**STATED PROBLEM:**
What does the profanity hashing page say, summed up in two sentences?

**READING PASSAGE:**
Profanity Hashing

Profanity hashing automatically detects and replaces swear words in transcribed text with hash symbols (###). This feature is useful for content moderation and compliance.

You can apply profanity hashing during transcription or to existing text:

Option 1: Profanity Hashing During Transcription

Request:

Don’t forget to replace YOUR_API_KEY with your own secret key.

import requests

url = "https://tb2.shunyalabs.ai/v1/transcriptions"
headers = {"X-API-Key": "your-api-key"}

with open("customer_call.wav", "rb") as f:
    files = {"file": f}
    data = {
        "enable_profanity_hashing": "true"
    }

    response = requests.post(
        url,
        headers=headers,
        files=files,
        data=data
    )

print(response.json())

Example Output:

{
  "success": true,
  "text": "I can't believe this #### software keeps crashing. This is #### ridiculous!",
  "segments": [
    {
      "start": 0.0,
      "end": 5.2,
      "text": "I can't believe this #### software keeps crashing. This is #### ridiculous!",
      "speaker": "SPEAKER_00"
    }
  ]
}

Option 2: Standalone Profanity Hashing

Parameters:

text (String, required): Input text to process
enable_profanity_hashing (String, required): Set to "true" for automatic profanity detection

Automatic Profanity Detection:

Don’t forget to replace YOUR_API_KEY with your own secret key.

Source records
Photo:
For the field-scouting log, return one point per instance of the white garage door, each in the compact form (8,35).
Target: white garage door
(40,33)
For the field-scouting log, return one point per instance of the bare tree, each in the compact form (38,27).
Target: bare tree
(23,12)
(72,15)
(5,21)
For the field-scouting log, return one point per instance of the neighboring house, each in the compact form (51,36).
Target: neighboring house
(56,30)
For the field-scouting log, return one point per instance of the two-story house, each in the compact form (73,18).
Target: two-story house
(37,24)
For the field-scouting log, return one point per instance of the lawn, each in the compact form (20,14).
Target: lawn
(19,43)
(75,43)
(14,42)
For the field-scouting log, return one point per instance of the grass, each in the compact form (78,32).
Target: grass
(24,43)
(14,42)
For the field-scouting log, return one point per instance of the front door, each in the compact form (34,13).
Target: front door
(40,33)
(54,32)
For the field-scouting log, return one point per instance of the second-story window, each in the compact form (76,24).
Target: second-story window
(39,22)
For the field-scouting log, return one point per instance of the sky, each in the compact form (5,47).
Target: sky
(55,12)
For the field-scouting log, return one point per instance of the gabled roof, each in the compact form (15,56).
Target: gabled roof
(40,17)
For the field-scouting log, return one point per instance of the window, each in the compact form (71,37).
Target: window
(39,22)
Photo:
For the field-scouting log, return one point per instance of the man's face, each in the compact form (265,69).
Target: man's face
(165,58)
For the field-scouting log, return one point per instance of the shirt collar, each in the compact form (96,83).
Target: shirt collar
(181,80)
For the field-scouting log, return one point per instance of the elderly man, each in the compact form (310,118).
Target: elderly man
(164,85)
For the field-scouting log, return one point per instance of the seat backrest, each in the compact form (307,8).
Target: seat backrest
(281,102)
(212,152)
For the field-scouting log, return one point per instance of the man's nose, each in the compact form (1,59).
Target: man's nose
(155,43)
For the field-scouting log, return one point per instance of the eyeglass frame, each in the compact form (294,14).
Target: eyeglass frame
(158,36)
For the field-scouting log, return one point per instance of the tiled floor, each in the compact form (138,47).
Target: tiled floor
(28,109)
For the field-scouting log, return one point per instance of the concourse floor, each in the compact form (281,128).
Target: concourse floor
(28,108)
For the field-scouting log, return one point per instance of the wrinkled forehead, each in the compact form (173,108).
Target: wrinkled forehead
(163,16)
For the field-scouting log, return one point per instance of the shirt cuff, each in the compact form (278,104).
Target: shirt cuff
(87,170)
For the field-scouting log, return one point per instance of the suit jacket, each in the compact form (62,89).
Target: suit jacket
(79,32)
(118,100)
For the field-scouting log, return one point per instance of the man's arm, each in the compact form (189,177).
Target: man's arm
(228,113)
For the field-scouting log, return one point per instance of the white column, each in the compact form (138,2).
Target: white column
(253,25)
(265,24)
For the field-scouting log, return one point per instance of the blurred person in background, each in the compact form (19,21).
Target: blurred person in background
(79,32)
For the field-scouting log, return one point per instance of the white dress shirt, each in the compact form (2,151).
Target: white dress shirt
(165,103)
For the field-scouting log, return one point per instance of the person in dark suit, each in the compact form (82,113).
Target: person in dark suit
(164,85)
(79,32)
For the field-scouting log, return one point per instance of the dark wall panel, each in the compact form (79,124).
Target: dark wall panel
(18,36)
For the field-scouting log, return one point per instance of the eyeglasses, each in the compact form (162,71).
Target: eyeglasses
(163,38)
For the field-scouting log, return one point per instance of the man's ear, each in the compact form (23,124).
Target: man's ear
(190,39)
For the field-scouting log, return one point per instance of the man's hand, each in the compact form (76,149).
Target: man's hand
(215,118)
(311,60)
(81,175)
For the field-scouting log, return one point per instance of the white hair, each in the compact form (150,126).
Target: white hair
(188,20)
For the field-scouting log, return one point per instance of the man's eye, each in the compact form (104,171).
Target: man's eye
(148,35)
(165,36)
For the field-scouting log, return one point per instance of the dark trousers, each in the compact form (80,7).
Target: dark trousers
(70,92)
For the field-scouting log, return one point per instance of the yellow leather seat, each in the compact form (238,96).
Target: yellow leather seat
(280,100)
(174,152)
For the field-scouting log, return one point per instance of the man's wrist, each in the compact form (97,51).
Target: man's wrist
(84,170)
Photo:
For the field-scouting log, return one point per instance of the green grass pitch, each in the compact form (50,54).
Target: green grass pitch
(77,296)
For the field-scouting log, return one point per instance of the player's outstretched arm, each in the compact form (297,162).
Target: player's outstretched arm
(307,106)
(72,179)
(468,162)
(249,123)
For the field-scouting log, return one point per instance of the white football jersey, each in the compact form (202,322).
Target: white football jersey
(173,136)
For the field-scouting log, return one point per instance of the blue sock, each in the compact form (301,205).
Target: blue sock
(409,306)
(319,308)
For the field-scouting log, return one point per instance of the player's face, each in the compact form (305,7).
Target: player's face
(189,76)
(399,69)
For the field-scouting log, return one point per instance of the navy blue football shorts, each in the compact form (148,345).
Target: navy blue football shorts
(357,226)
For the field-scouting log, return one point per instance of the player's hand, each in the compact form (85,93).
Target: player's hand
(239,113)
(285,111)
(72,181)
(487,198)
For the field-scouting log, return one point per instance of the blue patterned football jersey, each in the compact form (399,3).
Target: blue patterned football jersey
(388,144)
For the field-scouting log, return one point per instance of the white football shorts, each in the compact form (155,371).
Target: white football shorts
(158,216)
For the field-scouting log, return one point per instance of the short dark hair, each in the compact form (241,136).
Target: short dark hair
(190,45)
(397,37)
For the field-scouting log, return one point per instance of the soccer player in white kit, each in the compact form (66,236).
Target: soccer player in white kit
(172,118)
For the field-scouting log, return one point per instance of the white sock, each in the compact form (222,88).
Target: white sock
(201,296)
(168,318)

**RESPONSE TO THE TASK:**
Profanity hashing automatically detects swear words in transcribed text and replaces them with hash symbols, which is useful for content moderation and compliance. It can be applied during transcription by setting "enable_profanity_hashing" to "true" in the request, or to existing text through a standalone option that requires the input text and that same parameter.